Work to complete |
Could you switch "instance" to "occurrence" in every one of the records below and write the lines out again with nothing else changed?

Data for this task |
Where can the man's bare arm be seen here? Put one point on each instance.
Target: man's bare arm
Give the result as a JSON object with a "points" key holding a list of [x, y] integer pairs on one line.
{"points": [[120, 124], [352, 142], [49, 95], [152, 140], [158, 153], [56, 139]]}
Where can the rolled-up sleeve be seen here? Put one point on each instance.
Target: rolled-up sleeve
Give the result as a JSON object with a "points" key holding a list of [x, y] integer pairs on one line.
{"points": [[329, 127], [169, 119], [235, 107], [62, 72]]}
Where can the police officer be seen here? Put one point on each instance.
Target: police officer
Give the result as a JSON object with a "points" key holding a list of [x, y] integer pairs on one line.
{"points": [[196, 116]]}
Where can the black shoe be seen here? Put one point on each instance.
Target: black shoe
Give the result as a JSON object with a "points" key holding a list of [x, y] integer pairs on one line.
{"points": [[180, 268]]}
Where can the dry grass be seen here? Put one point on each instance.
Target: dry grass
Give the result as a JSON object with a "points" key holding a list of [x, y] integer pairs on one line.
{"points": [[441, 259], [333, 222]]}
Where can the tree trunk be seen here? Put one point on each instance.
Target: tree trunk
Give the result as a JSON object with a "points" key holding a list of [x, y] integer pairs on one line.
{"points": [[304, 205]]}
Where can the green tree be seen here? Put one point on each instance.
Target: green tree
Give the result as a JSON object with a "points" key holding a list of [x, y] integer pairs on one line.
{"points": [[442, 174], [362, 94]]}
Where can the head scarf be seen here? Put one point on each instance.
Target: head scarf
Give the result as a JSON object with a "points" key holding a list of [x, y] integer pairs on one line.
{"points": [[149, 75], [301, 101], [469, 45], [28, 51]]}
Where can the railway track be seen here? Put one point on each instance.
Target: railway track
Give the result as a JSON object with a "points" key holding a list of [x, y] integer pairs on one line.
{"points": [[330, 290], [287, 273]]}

Exercise solution |
Where can the man's bare arm be seen here? Put one point on each occurrence.
Target: man's bare arm
Give the result as a JSON object with a "points" key holding a list of [x, y] integer pairs on one line.
{"points": [[120, 124], [352, 142], [49, 95], [152, 140], [158, 153], [56, 139]]}
Where can the rolled-up sleeve be seen here? Put one point on each occurrence.
Target: rolled-up sleeve
Give the result as a JSON object with a "points" key holding a list of [x, y] integer pairs on one line.
{"points": [[329, 127], [169, 119], [235, 107], [62, 72]]}
Where can the police officer be seen here? Put one point on each occurrence.
Target: police officer
Give the result as a JSON object with a "points" key holding a list of [x, y] integer pairs on one line.
{"points": [[196, 116]]}
Where can the black shoe be seen here? Put one point on each occurrence.
Target: black shoe
Give the result as a JSON object with a "points" key holding a list of [x, y] integer pairs on one line.
{"points": [[180, 268]]}
Where can the dry grass be seen here? Put one point on each occurrence.
Target: dry grass
Give the result as a JSON object with a "points" key holding a list of [x, y] integer pairs on one line.
{"points": [[441, 259], [333, 222]]}
Where can the tree trunk be seen here? Put one point on each occurrence.
Target: tree trunk
Give the result as a JSON object with a "points" key holding a list of [x, y] integer pairs on one line.
{"points": [[304, 205]]}
Where can the green tree be seen here? Put one point on each occurrence.
Target: green tree
Give the result as a JSON object with a "points" key holding a list of [x, y] integer pairs on one line.
{"points": [[442, 174], [362, 94]]}
Where can the head scarf be seen here? Put one point on each occurrence.
Target: head scarf
Give the result as a JSON object with a "points" key holding a list of [x, y] integer pairs on one line.
{"points": [[149, 75], [301, 101], [469, 45], [28, 51]]}
Where can the railway track be seen here? Put one point on each occurrence.
Target: railway track
Give the result as a JSON object with a "points" key holding a list of [x, y] integer pairs on one line.
{"points": [[330, 290], [287, 273]]}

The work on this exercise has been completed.